### INSTRUCTION
Rewrite the material from the line containing "Where can the doorway" through the end of the material, substituting "one point" for "single point" and leaving everything else unchanged.

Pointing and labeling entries

_ _ _ _

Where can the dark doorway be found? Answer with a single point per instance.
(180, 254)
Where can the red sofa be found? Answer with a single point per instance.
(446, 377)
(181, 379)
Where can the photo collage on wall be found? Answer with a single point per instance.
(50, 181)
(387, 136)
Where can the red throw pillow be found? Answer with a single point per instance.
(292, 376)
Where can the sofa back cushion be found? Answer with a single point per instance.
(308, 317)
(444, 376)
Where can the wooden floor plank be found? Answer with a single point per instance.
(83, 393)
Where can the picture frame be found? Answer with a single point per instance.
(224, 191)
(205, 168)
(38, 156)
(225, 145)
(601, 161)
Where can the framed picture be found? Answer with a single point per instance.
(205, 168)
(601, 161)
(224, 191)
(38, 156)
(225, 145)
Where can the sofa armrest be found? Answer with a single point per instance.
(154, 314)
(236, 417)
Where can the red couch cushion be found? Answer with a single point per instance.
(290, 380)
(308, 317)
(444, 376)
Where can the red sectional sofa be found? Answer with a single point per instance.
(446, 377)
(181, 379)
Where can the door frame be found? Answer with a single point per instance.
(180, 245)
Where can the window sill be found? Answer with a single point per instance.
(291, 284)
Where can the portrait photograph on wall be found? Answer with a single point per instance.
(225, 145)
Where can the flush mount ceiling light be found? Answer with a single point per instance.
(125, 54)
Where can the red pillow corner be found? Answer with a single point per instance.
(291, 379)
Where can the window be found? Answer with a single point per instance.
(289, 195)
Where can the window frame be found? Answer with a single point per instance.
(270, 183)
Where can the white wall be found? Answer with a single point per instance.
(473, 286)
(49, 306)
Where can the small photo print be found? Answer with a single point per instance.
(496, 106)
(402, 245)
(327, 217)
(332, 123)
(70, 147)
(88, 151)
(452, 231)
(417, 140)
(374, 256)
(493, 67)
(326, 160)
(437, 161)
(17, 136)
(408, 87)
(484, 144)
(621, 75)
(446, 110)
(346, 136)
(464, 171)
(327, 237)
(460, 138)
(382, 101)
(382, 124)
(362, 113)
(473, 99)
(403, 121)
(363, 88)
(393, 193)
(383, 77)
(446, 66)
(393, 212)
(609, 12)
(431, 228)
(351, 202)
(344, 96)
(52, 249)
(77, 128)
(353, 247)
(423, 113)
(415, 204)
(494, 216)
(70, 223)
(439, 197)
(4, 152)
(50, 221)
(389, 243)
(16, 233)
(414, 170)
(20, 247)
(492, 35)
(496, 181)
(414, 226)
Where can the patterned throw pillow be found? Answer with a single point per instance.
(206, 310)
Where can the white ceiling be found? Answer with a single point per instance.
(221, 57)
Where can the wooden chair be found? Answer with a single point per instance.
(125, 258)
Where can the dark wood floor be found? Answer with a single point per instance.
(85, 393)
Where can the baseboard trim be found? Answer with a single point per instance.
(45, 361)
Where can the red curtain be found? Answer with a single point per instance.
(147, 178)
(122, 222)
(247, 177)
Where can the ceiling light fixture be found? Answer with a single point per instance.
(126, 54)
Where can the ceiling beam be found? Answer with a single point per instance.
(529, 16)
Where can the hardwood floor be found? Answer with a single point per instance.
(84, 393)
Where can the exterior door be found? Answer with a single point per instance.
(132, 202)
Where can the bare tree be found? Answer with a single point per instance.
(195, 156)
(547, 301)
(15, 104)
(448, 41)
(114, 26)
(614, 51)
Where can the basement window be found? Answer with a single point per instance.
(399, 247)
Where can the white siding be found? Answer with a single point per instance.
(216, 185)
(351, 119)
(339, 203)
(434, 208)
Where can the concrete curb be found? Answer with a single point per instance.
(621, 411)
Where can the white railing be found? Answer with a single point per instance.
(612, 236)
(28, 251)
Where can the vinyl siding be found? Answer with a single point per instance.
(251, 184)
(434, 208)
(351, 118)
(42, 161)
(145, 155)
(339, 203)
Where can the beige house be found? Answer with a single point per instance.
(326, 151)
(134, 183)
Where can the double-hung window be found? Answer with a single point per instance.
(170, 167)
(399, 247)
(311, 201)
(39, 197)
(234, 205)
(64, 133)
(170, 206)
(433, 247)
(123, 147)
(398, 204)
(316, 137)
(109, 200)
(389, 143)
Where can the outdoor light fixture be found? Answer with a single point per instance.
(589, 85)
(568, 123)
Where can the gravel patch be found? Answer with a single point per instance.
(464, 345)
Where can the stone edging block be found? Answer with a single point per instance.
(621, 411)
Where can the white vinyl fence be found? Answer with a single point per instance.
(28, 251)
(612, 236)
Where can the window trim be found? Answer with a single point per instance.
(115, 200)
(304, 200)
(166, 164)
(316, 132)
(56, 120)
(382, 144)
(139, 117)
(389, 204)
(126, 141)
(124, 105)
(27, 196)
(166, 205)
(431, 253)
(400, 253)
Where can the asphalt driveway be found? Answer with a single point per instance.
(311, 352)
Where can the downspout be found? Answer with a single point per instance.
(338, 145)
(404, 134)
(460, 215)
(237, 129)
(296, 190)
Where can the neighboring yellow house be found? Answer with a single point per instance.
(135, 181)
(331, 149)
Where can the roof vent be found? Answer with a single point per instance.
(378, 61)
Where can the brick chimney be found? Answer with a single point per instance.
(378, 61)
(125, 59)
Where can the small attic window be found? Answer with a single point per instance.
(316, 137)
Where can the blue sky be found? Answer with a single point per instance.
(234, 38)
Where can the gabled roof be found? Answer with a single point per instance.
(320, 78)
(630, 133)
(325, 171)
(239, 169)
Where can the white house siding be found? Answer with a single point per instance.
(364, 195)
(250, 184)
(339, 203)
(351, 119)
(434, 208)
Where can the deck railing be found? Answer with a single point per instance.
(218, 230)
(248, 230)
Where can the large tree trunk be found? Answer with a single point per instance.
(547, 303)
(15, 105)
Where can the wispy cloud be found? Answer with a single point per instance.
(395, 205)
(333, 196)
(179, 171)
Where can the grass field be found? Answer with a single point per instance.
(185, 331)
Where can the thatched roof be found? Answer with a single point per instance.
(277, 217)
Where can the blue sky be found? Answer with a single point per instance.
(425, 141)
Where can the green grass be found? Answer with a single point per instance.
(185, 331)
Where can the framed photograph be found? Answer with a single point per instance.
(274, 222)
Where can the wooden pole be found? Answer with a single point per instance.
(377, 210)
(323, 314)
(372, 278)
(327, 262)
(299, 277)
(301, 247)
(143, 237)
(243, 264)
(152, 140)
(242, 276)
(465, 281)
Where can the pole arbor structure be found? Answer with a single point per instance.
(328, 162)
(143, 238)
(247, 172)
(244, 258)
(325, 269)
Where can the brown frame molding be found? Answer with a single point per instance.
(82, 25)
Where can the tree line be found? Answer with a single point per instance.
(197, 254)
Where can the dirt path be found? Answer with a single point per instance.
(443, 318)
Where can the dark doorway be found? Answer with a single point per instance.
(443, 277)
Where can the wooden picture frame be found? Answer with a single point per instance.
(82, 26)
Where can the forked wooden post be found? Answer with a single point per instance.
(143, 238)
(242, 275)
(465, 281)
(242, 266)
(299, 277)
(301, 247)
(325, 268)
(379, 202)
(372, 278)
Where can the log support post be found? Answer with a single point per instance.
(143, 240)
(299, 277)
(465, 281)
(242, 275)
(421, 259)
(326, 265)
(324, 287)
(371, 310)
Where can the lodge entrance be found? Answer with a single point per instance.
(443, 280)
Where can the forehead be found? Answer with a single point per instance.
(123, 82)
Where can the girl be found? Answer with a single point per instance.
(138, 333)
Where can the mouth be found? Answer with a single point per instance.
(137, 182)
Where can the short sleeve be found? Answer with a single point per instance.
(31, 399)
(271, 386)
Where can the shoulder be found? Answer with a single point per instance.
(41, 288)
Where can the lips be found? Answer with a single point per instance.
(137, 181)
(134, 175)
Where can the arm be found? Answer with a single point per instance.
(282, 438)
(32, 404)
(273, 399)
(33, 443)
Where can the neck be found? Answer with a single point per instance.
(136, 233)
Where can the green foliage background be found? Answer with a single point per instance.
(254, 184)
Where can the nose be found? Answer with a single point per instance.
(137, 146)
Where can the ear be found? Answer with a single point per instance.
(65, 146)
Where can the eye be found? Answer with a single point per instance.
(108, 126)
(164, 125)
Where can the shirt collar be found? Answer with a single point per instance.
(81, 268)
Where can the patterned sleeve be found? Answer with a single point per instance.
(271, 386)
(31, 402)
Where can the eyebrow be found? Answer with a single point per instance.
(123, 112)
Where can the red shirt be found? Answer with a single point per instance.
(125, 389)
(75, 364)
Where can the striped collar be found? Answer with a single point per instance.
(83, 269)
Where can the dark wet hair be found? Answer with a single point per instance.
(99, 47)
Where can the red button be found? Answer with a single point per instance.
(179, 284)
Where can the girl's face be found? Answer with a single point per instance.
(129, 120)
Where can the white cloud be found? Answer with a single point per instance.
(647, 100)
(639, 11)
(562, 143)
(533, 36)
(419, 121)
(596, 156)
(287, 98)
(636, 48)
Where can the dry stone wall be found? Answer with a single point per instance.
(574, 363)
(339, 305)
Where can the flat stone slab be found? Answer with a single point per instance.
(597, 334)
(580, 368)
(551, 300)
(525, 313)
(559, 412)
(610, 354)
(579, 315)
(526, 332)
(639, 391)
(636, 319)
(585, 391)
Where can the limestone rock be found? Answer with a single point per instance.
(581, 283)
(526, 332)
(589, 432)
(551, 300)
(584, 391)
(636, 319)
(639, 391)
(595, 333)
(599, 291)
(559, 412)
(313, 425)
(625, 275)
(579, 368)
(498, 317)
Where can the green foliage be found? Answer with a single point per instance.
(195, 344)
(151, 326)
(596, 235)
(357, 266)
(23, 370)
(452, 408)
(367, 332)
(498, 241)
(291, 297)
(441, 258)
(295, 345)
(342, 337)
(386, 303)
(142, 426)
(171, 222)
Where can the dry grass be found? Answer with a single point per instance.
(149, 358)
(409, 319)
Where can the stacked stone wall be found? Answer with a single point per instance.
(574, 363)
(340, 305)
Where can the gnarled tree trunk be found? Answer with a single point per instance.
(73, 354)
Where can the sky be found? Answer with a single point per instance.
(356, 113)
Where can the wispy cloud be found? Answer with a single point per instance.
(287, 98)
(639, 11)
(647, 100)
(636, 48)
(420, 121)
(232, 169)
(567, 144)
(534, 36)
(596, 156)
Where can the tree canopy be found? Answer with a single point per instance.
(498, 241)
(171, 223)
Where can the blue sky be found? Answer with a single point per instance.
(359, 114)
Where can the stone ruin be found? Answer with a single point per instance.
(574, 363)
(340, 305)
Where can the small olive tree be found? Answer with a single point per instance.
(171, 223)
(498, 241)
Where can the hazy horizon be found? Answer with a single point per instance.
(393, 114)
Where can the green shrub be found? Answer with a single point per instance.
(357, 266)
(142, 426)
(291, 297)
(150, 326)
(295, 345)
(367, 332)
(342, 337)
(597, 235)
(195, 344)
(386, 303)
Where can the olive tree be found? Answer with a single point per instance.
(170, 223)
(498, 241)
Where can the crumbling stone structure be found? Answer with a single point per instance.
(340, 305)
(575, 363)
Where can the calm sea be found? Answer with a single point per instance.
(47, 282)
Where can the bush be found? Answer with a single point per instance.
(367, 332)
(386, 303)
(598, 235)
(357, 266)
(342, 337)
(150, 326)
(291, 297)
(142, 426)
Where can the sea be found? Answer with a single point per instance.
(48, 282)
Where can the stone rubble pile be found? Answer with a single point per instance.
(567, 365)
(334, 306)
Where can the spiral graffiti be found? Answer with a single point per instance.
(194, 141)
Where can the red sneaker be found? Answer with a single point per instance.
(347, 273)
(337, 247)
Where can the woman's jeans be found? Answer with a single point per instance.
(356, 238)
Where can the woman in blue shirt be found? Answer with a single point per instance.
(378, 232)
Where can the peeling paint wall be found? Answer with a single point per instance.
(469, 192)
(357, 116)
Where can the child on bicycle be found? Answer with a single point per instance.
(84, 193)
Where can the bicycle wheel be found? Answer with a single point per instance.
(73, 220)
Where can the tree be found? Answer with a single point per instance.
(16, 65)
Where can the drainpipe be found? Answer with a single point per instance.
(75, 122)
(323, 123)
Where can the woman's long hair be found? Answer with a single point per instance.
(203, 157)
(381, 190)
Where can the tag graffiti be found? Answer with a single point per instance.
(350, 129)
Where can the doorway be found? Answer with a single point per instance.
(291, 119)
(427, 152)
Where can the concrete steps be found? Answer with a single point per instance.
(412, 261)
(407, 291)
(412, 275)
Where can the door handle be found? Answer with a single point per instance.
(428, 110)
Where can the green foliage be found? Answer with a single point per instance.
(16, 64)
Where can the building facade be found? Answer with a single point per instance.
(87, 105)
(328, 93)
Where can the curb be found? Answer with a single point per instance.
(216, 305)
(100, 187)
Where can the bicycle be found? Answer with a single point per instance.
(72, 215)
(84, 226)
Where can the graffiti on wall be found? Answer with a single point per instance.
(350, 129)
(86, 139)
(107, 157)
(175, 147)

_ _ _ _

### COMPLETED EXERCISE
Where can the doorway be found? Answer with a one point per instance.
(291, 119)
(427, 152)
Where can the concrete steps be found? Answer with a one point per instance.
(412, 261)
(407, 291)
(412, 275)
Where can the door handle be found? Answer with a one point per instance.
(428, 110)
Where can the green foliage be found? Answer with a one point per instance.
(16, 64)
Where can the building facade be found? Answer with a one point per instance.
(87, 105)
(328, 93)
Where can the curb be found? Answer with a one point per instance.
(216, 305)
(100, 187)
Where can the bicycle be found? Answer with a one point per instance.
(72, 215)
(84, 226)
Where can the graffiti on wall be found? Answer with a one point per instance.
(350, 129)
(86, 139)
(107, 157)
(175, 147)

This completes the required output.